TEXT SHOWN »

American student honor society

The National Society of Collegiate Scholars (NSCS) is an American academic honor society for college students. It was established in 1994 at George Washington University in Washington, D.C. NSCS has active chapters at nearly 300 colleges and universities in the United States. It is an Association of College Honor Societies member.

== History ==
The National Society of Collegiate Scholars was founded on April 30, 1994 at George Washington University in Washington, DC, by Steve Loflin. At the time, Loflin worked in Student Affairs at George Washington University. Loflin founded NSCS to recognize students who performed well academically during their first years in college and to provide members with an opportunity to take a leadership role in the organization. He also served as its CEO and president.

The first NSCS new member induction ceremony was held on the George Washington University campus on April 30, 1994. The society grew, expanding to other campuses in the United States. It became a 501(c)(3) non-profit organization in 1995. It was admitted to the Association of College Honor Societies in 2004.

Entries taken from a collection
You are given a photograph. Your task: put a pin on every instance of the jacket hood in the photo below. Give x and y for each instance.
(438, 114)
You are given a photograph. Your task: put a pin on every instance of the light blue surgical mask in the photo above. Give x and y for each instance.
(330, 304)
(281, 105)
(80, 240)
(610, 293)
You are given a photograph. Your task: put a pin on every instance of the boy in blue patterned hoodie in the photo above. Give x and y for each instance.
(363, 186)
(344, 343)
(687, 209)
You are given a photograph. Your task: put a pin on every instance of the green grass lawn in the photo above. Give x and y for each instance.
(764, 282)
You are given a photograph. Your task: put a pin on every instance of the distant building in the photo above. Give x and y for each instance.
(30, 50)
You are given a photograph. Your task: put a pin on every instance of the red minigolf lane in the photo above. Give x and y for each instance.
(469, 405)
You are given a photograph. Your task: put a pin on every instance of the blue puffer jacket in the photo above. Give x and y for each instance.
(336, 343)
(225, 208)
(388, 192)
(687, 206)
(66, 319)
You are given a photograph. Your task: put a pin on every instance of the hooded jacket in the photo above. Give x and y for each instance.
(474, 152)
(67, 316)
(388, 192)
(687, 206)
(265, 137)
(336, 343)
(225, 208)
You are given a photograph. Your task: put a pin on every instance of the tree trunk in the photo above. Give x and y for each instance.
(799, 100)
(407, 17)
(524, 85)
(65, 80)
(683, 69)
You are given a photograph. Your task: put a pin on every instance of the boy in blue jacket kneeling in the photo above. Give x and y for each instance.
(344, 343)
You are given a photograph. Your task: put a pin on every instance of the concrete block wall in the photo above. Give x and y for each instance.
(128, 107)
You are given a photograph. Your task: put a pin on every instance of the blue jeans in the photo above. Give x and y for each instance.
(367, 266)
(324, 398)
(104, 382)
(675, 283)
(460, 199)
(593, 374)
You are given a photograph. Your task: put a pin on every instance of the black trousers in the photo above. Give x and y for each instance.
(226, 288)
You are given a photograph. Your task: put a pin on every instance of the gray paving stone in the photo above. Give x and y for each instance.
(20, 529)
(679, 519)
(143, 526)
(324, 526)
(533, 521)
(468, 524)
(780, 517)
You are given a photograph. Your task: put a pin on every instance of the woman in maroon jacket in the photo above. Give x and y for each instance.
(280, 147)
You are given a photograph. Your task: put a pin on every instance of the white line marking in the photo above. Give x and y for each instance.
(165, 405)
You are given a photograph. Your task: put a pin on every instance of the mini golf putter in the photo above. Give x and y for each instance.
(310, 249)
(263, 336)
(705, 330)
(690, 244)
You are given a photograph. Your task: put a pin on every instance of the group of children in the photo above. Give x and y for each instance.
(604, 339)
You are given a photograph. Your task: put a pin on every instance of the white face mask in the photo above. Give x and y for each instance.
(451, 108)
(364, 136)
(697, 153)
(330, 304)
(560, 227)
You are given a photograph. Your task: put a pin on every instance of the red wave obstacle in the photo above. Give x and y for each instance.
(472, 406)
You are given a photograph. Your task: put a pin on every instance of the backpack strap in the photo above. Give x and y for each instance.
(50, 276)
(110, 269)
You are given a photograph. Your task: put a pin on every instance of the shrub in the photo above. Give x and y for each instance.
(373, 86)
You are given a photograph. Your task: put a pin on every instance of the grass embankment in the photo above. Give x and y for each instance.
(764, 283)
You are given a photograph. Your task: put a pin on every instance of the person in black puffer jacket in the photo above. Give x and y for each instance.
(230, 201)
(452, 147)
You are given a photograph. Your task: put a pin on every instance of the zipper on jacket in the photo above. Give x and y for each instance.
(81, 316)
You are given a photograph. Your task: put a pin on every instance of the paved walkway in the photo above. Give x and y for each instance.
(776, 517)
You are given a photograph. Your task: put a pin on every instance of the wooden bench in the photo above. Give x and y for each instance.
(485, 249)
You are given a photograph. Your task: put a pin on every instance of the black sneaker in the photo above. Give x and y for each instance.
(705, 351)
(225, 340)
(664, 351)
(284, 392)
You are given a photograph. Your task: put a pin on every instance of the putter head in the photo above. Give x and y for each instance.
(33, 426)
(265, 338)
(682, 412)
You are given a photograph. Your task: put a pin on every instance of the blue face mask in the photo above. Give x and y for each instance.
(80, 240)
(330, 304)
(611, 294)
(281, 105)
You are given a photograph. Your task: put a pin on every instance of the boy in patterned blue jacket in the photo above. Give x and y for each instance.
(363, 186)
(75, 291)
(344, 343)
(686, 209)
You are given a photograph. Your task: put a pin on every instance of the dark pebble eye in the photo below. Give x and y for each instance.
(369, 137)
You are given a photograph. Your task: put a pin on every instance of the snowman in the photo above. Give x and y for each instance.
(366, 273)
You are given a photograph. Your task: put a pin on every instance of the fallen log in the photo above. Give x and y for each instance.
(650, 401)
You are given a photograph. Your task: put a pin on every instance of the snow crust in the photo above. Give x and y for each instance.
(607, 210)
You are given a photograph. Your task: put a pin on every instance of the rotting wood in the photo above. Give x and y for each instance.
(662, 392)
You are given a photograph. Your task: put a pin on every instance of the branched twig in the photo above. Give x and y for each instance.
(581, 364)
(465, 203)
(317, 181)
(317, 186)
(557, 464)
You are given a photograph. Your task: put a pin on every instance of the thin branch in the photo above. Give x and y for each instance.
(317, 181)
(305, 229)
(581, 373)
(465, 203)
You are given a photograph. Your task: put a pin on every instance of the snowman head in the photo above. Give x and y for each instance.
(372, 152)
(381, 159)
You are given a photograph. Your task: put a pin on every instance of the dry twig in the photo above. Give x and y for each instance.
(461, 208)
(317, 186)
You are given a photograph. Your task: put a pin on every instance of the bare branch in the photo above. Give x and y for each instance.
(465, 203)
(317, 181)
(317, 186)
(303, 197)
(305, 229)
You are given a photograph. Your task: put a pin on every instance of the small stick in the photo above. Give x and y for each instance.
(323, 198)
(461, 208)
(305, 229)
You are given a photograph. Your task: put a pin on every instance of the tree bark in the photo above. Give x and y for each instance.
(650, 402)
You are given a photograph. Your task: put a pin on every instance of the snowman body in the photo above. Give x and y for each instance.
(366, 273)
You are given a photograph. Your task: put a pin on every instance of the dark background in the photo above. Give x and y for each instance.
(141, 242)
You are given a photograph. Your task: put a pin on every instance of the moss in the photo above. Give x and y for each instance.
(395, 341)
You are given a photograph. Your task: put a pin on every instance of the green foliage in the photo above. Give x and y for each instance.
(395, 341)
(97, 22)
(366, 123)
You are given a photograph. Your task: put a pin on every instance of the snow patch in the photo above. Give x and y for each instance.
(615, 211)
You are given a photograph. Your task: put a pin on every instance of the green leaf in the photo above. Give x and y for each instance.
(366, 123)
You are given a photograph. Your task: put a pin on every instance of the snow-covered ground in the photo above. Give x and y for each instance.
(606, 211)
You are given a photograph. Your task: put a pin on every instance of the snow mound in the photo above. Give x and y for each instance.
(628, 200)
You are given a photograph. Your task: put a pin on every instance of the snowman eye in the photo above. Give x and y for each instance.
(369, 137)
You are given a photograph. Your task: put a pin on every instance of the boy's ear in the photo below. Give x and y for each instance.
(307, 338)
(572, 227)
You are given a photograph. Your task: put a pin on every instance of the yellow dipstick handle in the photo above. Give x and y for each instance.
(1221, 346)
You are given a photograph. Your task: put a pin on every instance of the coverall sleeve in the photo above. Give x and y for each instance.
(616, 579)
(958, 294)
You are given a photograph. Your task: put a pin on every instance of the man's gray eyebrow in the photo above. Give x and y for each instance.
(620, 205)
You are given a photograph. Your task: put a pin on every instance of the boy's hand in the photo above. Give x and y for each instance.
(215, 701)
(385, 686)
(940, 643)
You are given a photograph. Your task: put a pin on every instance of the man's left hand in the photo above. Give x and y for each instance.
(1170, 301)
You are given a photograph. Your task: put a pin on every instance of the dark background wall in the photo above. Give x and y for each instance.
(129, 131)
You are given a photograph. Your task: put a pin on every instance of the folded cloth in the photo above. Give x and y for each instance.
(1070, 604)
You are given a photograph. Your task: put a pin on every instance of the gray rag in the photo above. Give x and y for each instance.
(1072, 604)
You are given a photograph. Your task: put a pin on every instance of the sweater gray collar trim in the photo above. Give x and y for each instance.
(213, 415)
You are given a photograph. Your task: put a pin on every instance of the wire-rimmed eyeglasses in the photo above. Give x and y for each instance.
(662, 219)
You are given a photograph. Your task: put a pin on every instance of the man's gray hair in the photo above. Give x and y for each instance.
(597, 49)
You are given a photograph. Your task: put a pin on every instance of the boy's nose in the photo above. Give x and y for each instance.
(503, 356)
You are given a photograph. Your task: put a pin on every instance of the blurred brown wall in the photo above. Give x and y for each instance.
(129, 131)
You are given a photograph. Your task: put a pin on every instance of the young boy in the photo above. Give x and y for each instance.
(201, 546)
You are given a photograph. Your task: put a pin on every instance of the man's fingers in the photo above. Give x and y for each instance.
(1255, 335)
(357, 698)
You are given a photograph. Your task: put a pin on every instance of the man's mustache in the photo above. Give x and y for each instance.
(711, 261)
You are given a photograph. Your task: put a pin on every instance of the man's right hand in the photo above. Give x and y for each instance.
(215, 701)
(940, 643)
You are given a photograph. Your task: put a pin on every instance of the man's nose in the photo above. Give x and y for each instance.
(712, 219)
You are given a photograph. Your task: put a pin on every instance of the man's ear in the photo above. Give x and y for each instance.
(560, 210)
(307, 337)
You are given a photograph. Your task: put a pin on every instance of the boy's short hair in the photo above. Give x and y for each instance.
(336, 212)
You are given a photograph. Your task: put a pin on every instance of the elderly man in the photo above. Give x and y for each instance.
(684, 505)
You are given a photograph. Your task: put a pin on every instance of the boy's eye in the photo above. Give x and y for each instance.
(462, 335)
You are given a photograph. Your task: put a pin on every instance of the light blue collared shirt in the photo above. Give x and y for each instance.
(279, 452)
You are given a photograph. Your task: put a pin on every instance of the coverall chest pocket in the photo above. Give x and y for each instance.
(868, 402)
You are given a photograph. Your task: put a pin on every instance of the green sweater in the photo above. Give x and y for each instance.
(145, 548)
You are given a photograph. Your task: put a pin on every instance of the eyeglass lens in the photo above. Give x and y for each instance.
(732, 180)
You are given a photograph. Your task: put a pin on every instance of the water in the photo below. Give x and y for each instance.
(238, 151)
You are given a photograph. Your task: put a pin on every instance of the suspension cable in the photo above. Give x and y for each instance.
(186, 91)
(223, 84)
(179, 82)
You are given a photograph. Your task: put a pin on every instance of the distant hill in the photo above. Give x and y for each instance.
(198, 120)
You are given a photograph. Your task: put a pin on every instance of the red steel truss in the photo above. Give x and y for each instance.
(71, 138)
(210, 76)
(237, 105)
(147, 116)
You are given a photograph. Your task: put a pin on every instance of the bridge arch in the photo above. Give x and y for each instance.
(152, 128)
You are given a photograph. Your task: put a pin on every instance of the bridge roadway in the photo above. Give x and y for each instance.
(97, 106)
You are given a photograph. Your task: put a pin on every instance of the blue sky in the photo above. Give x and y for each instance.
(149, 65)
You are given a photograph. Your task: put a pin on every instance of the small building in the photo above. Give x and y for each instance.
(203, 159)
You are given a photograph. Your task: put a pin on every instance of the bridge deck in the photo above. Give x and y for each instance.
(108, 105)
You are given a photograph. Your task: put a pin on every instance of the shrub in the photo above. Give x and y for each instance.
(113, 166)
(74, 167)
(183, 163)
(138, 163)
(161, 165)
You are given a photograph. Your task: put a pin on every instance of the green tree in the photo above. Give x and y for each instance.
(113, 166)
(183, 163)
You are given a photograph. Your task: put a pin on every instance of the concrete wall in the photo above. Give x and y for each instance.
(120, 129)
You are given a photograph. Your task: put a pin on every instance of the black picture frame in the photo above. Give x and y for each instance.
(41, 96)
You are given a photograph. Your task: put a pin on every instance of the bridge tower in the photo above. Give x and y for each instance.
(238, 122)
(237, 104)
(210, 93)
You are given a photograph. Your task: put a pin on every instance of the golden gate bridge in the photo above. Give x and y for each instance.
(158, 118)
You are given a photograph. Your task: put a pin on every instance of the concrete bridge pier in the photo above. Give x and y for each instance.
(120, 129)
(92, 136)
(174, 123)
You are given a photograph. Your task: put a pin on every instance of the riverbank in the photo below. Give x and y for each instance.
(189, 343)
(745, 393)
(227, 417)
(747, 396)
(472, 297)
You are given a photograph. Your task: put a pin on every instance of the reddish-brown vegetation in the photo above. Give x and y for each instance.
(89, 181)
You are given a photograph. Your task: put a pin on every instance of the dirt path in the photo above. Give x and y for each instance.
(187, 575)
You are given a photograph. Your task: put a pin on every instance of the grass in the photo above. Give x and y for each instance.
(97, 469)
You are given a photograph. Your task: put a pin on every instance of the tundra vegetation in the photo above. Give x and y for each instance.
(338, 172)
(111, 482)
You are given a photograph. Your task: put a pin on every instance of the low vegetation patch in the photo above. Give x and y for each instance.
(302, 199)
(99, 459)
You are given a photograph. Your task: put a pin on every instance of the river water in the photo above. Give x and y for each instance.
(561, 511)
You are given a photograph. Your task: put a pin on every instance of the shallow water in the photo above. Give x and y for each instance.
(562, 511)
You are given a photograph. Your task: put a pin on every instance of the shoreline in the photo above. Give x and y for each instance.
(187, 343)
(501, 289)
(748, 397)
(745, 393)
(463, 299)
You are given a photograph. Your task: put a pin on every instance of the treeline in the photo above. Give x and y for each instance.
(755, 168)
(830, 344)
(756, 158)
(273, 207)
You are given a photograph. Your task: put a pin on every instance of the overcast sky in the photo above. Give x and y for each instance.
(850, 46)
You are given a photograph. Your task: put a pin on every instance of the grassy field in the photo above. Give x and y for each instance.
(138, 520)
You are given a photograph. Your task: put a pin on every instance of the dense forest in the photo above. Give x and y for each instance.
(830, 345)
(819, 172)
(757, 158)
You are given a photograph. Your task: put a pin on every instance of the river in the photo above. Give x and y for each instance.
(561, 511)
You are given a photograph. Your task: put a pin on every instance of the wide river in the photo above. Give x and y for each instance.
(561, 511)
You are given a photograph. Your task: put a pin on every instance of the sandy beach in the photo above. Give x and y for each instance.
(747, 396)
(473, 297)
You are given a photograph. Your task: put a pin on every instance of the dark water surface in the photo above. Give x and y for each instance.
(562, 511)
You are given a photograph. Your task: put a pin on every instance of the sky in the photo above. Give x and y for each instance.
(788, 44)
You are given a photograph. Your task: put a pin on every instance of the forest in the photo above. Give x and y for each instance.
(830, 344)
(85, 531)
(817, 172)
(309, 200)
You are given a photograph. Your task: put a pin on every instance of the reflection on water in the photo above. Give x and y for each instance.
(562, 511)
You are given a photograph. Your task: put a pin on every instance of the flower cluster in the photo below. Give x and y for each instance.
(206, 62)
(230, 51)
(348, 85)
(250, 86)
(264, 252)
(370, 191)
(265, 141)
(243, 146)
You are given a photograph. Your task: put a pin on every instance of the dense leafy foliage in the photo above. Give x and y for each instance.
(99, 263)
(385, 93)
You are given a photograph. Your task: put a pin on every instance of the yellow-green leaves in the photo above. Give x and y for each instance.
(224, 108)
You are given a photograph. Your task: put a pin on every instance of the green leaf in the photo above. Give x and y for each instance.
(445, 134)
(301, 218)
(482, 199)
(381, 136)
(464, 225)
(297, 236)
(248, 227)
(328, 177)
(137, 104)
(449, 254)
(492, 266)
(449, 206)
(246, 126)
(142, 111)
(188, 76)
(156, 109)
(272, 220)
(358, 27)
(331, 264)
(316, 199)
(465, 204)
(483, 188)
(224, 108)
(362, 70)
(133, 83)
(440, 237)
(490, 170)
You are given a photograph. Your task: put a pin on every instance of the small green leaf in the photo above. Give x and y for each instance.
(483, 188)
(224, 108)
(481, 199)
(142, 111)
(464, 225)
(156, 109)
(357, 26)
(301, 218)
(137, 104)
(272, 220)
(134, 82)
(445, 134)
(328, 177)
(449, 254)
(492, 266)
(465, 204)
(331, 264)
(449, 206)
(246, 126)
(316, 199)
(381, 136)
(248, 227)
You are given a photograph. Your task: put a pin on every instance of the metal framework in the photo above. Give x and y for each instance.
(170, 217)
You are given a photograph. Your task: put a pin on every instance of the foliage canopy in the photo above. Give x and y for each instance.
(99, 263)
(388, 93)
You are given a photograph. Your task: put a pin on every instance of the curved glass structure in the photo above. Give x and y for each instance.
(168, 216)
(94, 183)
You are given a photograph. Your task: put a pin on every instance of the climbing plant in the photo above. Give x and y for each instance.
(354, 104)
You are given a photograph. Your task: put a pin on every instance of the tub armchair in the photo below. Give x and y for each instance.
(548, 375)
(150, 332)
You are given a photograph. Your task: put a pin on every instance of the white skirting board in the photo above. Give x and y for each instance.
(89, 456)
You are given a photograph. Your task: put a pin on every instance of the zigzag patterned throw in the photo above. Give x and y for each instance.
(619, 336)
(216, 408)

EXERCISE DESCRIPTION » Continue the article on the National Society of Collegiate Scholars above, picking up after its final sentence.

ANSWER FOR THE TASK »
In 2012, NSCS had 271 active chapters, 63,000 active members, and 80,000 total members. As of 2025, NSCS had nearly 300 active on-campus chapters and more than 1.6 million lifetime members, including about 90,000 current student members. Its headquarters are at 2000 M Street NW in Washington, D.C.

==Symbols==
NSCS's symbol is a torch emerging from an open book, surrounded by three stars and a laurel wreath. The torch represents leadership and guidance. The book stands for scholarship and learning. The laurel wreath symbolizes honor and distinction. The three stars represent the society's pillars of scholarship, leadership, and service.

The society's colors are crimson and gold. Its publications are The Collegiate Scholar and Society Magazine.

==Chapters==
The National Society of Collegiate Scholars has active chapters at nearly 300 colleges and universities in the United States, including Puerto Rico.

==Membership==
Membership is open to freshmen and sophomore students with at least a 3.4 GPA who are ranked in the top twenty percent of their class.

==Activities==
The National Society of Collegiate Scholars offers 26 scholarships annually for its members and alumni. In 2017, NSCS partnered with Active Minds to help remove stigmas surrounding mental health.

==Notable members==
Following are some notable members of the National Society of Collegiate Scholars.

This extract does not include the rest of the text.